» **Required task a**: Identify every line of the rows that contains the word "snare", and copy each one. Case counts.

» **Quoted text**:
DEV Community

Cover image for It's Friday at 6pm. Your Developer Can't Restart Staging Without You.
Matt
Matt

Posted on • Originally published at fortem.dev

It's Friday at 6pm. Your Developer Can't Restart Staging Without You.

It's Friday at 6pm. Your Developer Can't Restart Staging Without You

Originally published at https://fortem.dev/blog/ecs-staging-self-service
Platform engineers become the single point of failure for staging ops when developers have no safe, scoped way to act. Here's how to fix it with ECS environment RBAC.


The 6pm Slack message

It's Friday, 6:47pm. You're at dinner. Your phone buzzes.

J

Jamie6:47 PM

hey — staging is down, orders-api won't start. i have a smoke test to finish before the monday deploy. can you take a look?

You open the AWS Console on your phone. Fargate console on mobile is a special kind of awful — tiny text, nested dropdowns, a task definition ARN you have to scroll sideways to read. You find the service, stop the broken task, wait for it to restart. The new task fails to start too. You check the CloudWatch logs. Missing environment variable. You update the task definition, force a new deployment. Fifteen minutes. By the time the service is healthy, dinner is cold and you've lost the conversation.

Monday, Jamie finishes the smoke test in 20 minutes and the deploy goes out fine.

Jamie didn't need you to debug a config issue. Jamie needed to restart a service. The entire incident was a permission problem — and it happens on most teams with 10+ environments, at least twice a week.

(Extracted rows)
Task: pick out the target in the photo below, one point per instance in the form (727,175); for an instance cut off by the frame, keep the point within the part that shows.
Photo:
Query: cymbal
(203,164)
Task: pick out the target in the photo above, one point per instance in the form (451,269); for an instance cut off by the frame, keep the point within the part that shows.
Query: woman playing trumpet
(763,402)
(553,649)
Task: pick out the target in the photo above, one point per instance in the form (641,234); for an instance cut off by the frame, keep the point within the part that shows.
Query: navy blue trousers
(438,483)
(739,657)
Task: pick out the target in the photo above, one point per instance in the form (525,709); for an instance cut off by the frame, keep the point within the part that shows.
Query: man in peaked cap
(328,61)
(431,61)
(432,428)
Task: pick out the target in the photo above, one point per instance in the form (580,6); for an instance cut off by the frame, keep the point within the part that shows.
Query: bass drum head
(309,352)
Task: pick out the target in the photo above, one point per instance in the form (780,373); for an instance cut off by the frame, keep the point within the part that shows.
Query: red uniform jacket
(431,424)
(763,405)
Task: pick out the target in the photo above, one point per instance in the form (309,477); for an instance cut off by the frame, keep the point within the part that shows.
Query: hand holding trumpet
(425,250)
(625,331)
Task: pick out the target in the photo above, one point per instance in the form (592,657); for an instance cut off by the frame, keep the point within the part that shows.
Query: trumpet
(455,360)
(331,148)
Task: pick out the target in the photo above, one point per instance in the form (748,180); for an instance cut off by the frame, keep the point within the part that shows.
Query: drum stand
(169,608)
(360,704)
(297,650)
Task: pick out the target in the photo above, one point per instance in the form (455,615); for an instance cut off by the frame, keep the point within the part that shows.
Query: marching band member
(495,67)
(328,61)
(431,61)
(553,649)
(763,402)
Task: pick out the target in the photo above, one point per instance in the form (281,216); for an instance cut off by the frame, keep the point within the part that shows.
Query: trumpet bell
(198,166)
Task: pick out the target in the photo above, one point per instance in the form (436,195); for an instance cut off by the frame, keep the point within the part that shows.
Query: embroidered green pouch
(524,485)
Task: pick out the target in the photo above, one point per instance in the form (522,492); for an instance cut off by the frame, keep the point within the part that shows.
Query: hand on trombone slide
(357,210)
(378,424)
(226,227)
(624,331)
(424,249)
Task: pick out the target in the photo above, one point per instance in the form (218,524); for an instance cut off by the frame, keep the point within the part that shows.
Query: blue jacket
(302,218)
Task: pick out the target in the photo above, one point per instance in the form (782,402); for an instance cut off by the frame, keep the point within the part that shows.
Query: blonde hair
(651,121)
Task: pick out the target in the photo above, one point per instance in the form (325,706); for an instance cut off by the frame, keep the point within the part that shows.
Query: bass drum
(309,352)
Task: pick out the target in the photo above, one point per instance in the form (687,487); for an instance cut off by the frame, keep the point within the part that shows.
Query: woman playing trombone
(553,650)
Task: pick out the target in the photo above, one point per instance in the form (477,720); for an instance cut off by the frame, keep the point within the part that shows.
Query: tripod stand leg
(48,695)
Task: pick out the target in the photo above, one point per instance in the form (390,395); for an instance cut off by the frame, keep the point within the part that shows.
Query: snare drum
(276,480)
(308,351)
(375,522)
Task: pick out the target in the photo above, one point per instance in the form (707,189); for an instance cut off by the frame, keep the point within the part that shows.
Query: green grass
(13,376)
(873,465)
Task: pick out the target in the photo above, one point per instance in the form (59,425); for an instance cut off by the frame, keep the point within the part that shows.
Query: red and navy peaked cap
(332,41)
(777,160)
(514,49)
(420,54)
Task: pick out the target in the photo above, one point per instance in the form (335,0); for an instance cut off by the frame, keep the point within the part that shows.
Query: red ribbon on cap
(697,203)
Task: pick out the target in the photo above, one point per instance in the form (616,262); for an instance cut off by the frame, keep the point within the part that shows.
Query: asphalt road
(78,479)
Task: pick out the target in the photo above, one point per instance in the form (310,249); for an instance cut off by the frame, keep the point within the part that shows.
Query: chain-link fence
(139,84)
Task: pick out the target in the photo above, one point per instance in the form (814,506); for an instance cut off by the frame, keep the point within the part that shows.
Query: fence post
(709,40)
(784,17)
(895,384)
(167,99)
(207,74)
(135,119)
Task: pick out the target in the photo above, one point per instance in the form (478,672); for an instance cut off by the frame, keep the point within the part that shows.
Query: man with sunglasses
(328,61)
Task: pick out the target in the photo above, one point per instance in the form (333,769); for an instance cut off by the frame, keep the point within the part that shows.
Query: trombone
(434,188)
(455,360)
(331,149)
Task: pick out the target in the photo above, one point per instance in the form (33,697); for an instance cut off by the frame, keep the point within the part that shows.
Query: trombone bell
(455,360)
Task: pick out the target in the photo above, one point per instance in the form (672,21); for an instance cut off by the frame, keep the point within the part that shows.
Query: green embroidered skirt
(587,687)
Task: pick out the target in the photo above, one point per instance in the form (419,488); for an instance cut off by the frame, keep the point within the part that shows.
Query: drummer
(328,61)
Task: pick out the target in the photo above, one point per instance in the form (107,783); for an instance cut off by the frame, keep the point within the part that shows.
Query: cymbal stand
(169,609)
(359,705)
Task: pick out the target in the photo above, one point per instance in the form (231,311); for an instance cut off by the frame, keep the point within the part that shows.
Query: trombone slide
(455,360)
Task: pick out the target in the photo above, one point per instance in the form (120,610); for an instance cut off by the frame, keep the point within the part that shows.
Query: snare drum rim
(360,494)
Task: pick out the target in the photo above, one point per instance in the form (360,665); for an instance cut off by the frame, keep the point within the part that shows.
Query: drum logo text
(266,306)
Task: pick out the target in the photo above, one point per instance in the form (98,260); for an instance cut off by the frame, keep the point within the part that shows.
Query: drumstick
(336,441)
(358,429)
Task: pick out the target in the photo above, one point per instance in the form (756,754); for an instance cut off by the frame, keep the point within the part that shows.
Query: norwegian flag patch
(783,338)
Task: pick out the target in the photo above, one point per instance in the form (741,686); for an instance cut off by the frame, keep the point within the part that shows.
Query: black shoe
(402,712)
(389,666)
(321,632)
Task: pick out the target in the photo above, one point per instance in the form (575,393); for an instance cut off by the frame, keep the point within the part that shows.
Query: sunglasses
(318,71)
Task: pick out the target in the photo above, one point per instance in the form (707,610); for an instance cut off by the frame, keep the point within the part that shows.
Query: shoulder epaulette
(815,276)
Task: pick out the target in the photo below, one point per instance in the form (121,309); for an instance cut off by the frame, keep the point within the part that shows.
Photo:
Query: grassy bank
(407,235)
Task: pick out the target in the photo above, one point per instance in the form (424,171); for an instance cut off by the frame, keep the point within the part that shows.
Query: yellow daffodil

» **Required task b**:
Answer these questions from the post about restarting staging:
(i) At what time does Jamie's message arrive?
(ii) Which service won't start?
(iii) How long does Jamie take to finish the smoke test on Monday?

» **Complete answer a**:
Query: snare drum
Query: snare drum rim

» **Complete answer b**:
(i) 6:47 PM
(ii) orders-api
(iii) 20 minutes